Material supplied>
● ● ● ● ●

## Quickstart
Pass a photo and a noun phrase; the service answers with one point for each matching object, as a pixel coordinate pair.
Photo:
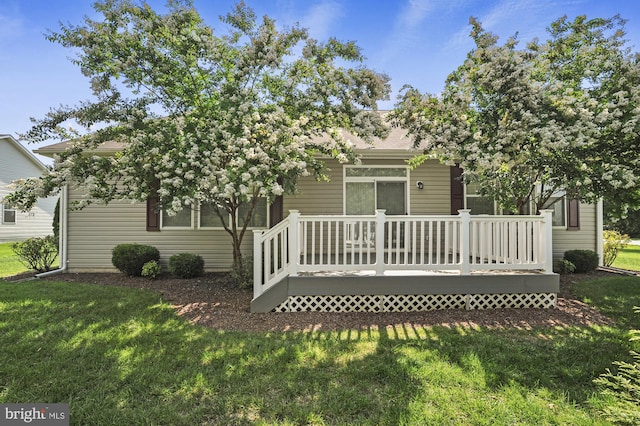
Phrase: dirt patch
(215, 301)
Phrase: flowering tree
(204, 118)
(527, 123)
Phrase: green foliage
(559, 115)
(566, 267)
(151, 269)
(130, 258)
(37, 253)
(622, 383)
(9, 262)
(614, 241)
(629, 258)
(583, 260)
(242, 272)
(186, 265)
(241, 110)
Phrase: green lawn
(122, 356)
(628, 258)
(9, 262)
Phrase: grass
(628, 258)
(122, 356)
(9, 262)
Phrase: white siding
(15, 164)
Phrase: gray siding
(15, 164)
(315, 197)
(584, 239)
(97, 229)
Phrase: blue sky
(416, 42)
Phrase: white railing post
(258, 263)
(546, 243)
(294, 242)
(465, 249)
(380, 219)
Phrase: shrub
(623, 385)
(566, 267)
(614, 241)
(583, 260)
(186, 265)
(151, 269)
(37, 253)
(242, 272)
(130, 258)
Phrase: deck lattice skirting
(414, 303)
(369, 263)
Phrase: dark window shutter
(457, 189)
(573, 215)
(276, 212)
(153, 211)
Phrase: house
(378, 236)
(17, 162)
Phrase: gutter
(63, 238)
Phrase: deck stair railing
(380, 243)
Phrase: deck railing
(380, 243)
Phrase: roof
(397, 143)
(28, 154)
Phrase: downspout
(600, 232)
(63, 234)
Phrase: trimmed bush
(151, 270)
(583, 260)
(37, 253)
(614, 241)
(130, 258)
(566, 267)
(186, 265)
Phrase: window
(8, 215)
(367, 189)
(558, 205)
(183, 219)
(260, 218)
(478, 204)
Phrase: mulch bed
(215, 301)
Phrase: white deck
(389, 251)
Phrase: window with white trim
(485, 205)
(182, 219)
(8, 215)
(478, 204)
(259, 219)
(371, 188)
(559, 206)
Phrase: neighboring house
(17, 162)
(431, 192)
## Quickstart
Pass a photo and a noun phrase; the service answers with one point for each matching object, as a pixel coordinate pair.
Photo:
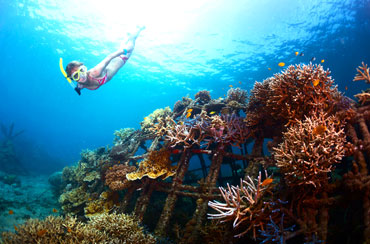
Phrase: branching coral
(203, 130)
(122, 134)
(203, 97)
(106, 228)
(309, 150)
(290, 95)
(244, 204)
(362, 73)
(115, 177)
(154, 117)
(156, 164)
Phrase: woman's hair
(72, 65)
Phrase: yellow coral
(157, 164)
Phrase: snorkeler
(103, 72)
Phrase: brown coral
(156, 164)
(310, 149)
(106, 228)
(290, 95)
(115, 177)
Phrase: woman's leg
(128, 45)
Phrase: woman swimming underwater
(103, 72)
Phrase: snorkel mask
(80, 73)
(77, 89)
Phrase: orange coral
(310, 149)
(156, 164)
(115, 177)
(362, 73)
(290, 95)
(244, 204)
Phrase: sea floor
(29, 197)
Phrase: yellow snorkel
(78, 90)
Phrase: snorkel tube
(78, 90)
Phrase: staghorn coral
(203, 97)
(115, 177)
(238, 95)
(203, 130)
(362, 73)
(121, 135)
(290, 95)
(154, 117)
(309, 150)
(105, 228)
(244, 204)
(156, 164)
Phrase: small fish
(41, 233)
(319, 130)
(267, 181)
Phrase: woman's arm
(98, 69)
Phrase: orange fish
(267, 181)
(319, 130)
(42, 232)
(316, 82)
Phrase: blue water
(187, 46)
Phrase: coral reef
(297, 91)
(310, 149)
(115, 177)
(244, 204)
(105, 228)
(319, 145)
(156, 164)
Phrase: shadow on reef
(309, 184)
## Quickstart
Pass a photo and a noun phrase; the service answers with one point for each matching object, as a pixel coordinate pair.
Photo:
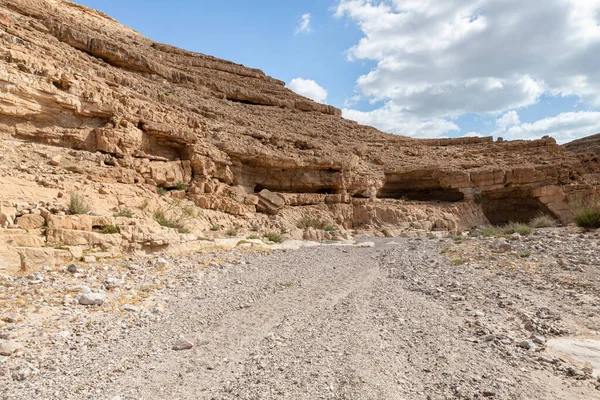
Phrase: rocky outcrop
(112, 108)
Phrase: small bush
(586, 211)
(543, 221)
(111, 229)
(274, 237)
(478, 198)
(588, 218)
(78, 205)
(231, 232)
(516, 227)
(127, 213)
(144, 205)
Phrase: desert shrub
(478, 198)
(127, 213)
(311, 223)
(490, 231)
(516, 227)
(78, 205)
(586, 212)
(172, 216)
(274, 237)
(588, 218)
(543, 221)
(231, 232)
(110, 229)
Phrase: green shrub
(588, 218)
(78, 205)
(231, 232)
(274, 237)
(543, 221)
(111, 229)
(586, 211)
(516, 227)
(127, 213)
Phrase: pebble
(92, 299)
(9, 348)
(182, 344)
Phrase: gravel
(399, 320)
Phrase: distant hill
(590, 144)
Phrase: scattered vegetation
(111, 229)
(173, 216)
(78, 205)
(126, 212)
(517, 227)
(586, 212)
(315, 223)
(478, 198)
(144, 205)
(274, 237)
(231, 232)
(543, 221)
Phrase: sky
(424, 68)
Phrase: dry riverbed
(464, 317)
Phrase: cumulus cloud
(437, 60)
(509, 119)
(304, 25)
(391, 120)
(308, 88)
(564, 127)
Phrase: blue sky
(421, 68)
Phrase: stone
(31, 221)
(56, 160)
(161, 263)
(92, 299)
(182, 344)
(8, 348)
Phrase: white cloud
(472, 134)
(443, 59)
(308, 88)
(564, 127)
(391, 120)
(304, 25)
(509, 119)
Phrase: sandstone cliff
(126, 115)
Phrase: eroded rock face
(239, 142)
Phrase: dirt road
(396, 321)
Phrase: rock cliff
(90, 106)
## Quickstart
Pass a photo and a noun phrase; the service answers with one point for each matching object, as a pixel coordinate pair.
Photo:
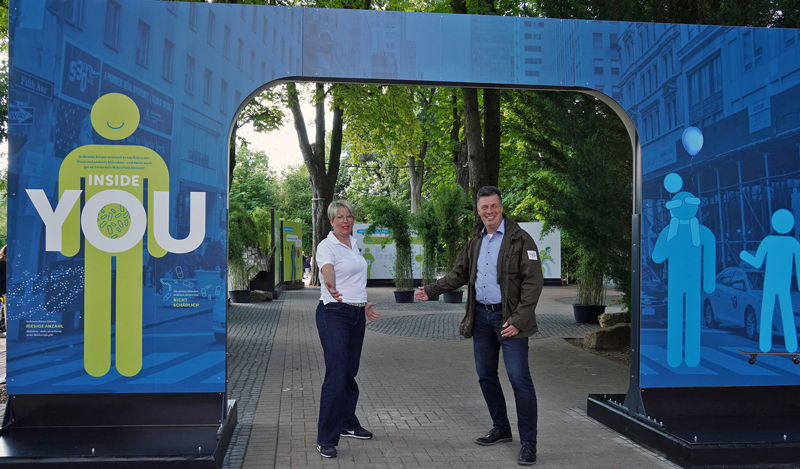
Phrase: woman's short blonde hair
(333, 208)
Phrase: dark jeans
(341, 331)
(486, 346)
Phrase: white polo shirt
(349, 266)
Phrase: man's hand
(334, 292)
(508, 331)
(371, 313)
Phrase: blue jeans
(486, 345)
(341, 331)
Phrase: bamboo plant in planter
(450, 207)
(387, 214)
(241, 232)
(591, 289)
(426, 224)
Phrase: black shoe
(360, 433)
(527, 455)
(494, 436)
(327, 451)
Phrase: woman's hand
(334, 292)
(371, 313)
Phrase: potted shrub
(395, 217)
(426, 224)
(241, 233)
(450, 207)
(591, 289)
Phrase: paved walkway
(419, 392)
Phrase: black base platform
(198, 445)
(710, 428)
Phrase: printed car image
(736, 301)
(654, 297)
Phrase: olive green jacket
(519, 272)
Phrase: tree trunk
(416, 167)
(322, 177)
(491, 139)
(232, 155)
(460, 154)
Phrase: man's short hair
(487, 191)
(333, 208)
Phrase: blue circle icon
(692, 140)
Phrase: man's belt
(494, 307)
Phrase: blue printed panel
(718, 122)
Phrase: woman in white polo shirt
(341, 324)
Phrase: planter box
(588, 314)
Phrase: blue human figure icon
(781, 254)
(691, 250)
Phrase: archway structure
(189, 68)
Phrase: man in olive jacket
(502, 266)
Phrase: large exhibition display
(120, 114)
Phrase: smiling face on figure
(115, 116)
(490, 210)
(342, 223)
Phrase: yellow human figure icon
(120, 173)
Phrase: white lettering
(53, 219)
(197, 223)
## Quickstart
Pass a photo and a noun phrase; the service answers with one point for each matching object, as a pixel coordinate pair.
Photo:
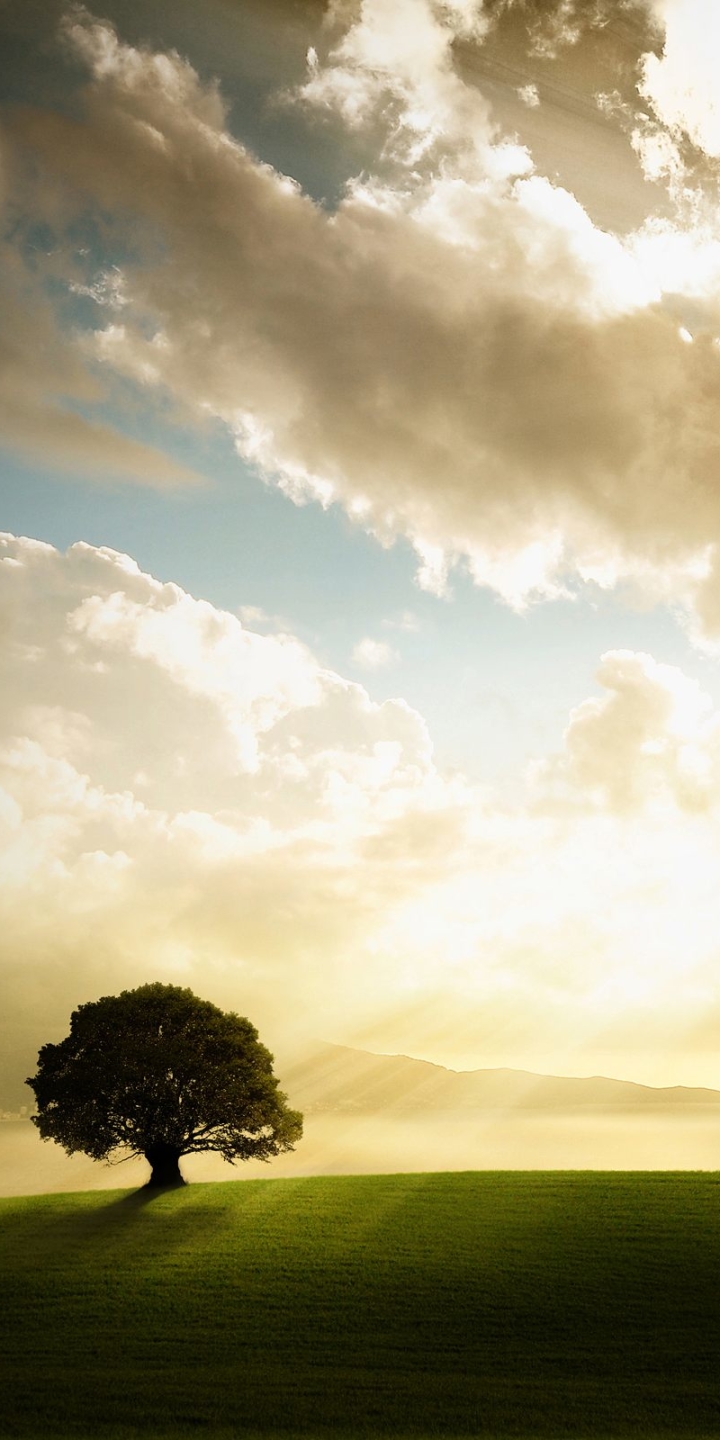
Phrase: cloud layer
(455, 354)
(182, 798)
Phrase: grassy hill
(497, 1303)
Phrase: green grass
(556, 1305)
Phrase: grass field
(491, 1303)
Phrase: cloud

● ● ● ● ●

Task requirements> Make an exact copy of the records shown above, without the pictures.

Task result>
## Quickstart
Pass a photo and a noun phrase; the service answers with one point for each matching object, as a pixel coordinate pair.
Photo:
Phrase: dirt patch
(215, 301)
Phrase: flowering tree
(204, 118)
(527, 123)
Phrase: green foliage
(559, 115)
(566, 267)
(151, 269)
(130, 258)
(37, 253)
(622, 383)
(9, 262)
(614, 241)
(629, 258)
(583, 260)
(242, 272)
(186, 265)
(241, 110)
Phrase: green lawn
(122, 356)
(628, 258)
(9, 262)
Phrase: grass
(628, 258)
(122, 356)
(9, 262)
Phrase: white siding
(15, 164)
Phrase: gray siding
(15, 164)
(315, 197)
(584, 239)
(97, 229)
Phrase: blue sky
(416, 42)
Phrase: white railing post
(258, 263)
(546, 243)
(294, 242)
(465, 249)
(380, 219)
Phrase: shrub
(623, 385)
(566, 267)
(614, 241)
(583, 260)
(186, 265)
(151, 269)
(37, 253)
(242, 272)
(130, 258)
Phrase: deck lattice skirting
(414, 303)
(369, 263)
Phrase: dark window shutter
(457, 189)
(573, 215)
(276, 212)
(153, 211)
Phrase: house
(378, 236)
(17, 162)
Phrase: gutter
(63, 238)
Phrase: deck stair railing
(380, 243)
Phrase: deck railing
(380, 243)
Phrase: roof
(397, 143)
(28, 154)
Phrase: downspout
(600, 232)
(63, 234)
Phrase: trimmed bush
(151, 270)
(583, 260)
(37, 253)
(614, 241)
(130, 258)
(566, 267)
(186, 265)
Phrase: window
(8, 215)
(367, 189)
(558, 205)
(183, 219)
(260, 218)
(478, 204)
Phrase: mulch bed
(215, 301)
Phrase: white deck
(389, 251)
Phrase: window with white trim
(485, 205)
(182, 219)
(8, 215)
(478, 204)
(259, 219)
(371, 188)
(559, 206)
Phrase: neighboring house
(17, 162)
(431, 192)
## Quickstart
Pass a photo and a noun phrase; the service answers with one point for each matching object, as a pixel coordinate pair.
Photo:
Phrase: branching coral
(203, 130)
(122, 134)
(203, 97)
(106, 228)
(309, 150)
(290, 95)
(244, 204)
(362, 73)
(115, 177)
(154, 117)
(156, 164)
Phrase: woman's hair
(72, 65)
Phrase: yellow coral
(157, 164)
Phrase: snorkeler
(103, 72)
Phrase: brown coral
(156, 164)
(310, 149)
(106, 228)
(290, 95)
(115, 177)
Phrase: woman's leg
(128, 45)
Phrase: woman swimming underwater
(103, 72)
Phrase: snorkel mask
(80, 73)
(77, 89)
Phrase: orange coral
(310, 149)
(156, 164)
(115, 177)
(362, 73)
(290, 95)
(244, 204)
Phrase: sea floor
(29, 197)
Phrase: yellow snorkel
(78, 90)
Phrase: snorkel tube
(78, 90)
Phrase: staghorn coral
(203, 97)
(115, 177)
(238, 95)
(203, 130)
(362, 73)
(121, 135)
(290, 95)
(154, 117)
(309, 150)
(105, 228)
(244, 204)
(156, 164)
Phrase: small fish
(41, 233)
(319, 130)
(267, 181)
Phrase: woman's arm
(98, 69)
Phrase: orange fish
(267, 181)
(319, 130)
(42, 232)
(316, 82)
Phrase: blue water
(187, 46)
Phrase: coral reef
(297, 91)
(310, 149)
(115, 177)
(244, 204)
(105, 228)
(319, 145)
(156, 164)
Phrase: shadow on reef
(309, 184)
## Quickstart
Pass a photo and a noun phrase; the service answers with one point for each matching object, as a pixel coordinate pair.
Photo:
Phrase: rocky outcrop
(112, 108)
Phrase: small bush
(586, 211)
(543, 221)
(111, 229)
(274, 237)
(478, 198)
(588, 218)
(78, 205)
(231, 232)
(516, 227)
(127, 213)
(144, 205)
Phrase: desert shrub
(478, 198)
(127, 213)
(311, 223)
(490, 231)
(516, 227)
(78, 205)
(586, 212)
(172, 216)
(274, 237)
(588, 218)
(543, 221)
(231, 232)
(110, 229)
Phrase: green shrub
(588, 218)
(78, 205)
(231, 232)
(274, 237)
(543, 221)
(111, 229)
(586, 211)
(516, 227)
(127, 213)
Phrase: pebble
(92, 299)
(9, 348)
(182, 344)
Phrase: gravel
(399, 320)
Phrase: distant hill
(590, 144)
Phrase: scattered vegetation
(111, 229)
(173, 216)
(78, 205)
(126, 212)
(517, 227)
(586, 212)
(315, 223)
(478, 198)
(144, 205)
(274, 237)
(231, 232)
(543, 221)
Phrase: sky
(424, 68)
Phrase: dry riverbed
(464, 317)
Phrase: cumulus cloud
(437, 60)
(509, 119)
(304, 25)
(391, 120)
(308, 88)
(564, 127)
Phrase: blue sky
(421, 68)
Phrase: stone
(31, 221)
(56, 160)
(161, 263)
(92, 299)
(182, 344)
(8, 348)
Phrase: white cloud
(472, 134)
(443, 59)
(308, 88)
(564, 127)
(391, 120)
(304, 25)
(509, 119)
Phrase: sandstone cliff
(126, 115)
Phrase: eroded rock face
(239, 142)
Phrase: dirt road
(396, 321)
Phrase: rock cliff
(90, 106)
## Quickstart
Pass a photo and a noun phrase; the service answers with one point for each matching object, as a pixel coordinate pair.
Photo:
Phrase: woman's short blonde hair
(333, 208)
Phrase: dark jeans
(341, 331)
(486, 346)
Phrase: white polo shirt
(349, 266)
Phrase: man's hand
(334, 292)
(508, 331)
(371, 313)
Phrase: blue jeans
(486, 345)
(341, 331)
Phrase: bamboo plant in planter
(450, 207)
(387, 214)
(241, 232)
(591, 289)
(426, 224)
Phrase: black shoe
(360, 433)
(527, 455)
(494, 436)
(327, 451)
Phrase: woman's hand
(334, 292)
(371, 313)
Phrase: potted shrub
(395, 217)
(426, 224)
(241, 233)
(450, 207)
(591, 289)
Phrase: paved walkway
(419, 392)
Phrase: black base platform
(198, 445)
(710, 428)
Phrase: printed car image
(736, 301)
(654, 297)
Phrase: olive green jacket
(519, 272)
Phrase: tree trunk
(416, 167)
(322, 177)
(491, 139)
(232, 155)
(460, 154)
Phrase: man's short hair
(487, 191)
(333, 208)
Phrase: blue circle icon
(692, 140)
Phrase: man's belt
(494, 307)
Phrase: blue printed panel
(718, 122)
Phrase: woman in white polo shirt
(341, 324)
Phrase: planter box
(588, 314)
Phrase: blue human figure icon
(781, 254)
(691, 250)
Phrase: archway structure
(189, 68)
Phrase: man in olive jacket
(502, 266)
Phrase: large exhibition display
(120, 114)
Phrase: smiling face on figure
(115, 116)
(490, 210)
(342, 223)
Phrase: yellow human figure icon
(120, 173)
Phrase: white lettering
(53, 219)
(197, 223)
## Quickstart
Pass a photo and a noun phrase; the service answers with one point for each matching object, as a pixel coordinate pair.
Photo:
Phrase: cloud layer
(455, 354)
(182, 798)
Phrase: grassy hill
(497, 1303)
Phrase: green grass
(556, 1305)
Phrase: grass field
(491, 1303)
Phrase: cloud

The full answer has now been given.